» **Task objective**
Please count how many lines below contain the word "tree", treating case as significant, and reply with that number alone.

Region annotation entries:
────────────────

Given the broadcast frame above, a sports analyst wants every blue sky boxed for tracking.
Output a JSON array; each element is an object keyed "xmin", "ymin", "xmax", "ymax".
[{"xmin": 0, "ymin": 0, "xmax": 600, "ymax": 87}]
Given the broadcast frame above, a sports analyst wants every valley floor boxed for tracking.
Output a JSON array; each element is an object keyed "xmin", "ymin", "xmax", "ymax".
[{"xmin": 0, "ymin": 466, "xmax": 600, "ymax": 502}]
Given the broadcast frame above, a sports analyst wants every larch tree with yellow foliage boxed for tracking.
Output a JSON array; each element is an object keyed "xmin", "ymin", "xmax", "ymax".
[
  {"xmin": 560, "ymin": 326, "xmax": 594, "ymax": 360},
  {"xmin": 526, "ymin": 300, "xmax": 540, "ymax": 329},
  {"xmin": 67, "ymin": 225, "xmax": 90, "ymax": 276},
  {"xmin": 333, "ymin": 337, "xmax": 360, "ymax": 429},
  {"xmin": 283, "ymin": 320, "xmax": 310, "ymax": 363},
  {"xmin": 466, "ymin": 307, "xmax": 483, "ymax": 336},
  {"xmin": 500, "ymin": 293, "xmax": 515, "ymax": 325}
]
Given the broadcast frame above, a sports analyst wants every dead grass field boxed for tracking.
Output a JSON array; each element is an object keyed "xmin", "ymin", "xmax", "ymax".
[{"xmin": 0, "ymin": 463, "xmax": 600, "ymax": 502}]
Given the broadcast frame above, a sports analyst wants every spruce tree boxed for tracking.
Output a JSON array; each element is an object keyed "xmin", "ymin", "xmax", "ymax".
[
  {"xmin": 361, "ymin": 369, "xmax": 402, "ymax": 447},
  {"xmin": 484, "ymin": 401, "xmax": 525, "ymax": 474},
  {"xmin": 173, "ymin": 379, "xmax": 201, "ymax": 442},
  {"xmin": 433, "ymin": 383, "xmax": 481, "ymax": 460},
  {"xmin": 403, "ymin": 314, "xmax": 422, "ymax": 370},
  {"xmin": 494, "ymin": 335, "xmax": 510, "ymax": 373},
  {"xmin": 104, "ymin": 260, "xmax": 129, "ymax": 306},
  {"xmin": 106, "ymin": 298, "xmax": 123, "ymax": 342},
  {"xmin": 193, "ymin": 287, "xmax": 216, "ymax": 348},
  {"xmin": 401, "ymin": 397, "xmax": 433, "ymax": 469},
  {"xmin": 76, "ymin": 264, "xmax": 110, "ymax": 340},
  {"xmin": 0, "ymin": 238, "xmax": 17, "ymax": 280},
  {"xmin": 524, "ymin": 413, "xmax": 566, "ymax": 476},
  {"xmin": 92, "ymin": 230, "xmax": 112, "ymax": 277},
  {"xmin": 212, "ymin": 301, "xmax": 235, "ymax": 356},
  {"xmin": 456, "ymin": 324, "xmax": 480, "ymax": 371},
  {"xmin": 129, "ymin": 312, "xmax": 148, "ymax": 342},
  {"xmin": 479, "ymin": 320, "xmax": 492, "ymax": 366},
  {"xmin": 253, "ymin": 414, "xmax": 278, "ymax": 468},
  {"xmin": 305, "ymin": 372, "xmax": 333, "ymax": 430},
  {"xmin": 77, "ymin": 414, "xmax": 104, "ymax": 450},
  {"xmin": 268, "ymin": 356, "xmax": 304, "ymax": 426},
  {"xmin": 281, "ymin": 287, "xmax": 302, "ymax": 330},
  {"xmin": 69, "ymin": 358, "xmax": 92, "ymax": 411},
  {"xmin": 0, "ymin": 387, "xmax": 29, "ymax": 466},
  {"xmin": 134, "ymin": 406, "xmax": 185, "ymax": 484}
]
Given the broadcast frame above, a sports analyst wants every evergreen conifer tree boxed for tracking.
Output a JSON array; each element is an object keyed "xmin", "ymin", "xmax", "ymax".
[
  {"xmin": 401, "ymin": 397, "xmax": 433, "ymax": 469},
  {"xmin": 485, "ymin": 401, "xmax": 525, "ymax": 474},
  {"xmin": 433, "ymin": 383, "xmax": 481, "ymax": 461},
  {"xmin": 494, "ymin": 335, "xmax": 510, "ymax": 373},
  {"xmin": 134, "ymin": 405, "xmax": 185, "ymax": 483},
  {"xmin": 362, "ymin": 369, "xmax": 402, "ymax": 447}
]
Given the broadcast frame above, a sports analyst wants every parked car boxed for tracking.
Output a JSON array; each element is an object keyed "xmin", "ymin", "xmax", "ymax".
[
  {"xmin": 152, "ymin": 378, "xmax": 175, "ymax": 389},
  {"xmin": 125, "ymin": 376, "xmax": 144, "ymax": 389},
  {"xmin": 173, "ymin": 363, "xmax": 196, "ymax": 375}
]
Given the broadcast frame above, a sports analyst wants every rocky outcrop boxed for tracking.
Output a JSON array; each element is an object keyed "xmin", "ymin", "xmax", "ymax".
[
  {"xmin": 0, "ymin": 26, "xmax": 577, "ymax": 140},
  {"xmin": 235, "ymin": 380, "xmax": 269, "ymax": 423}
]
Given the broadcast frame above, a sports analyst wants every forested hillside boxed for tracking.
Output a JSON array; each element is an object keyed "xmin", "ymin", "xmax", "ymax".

────────────────

» **Task answer**
3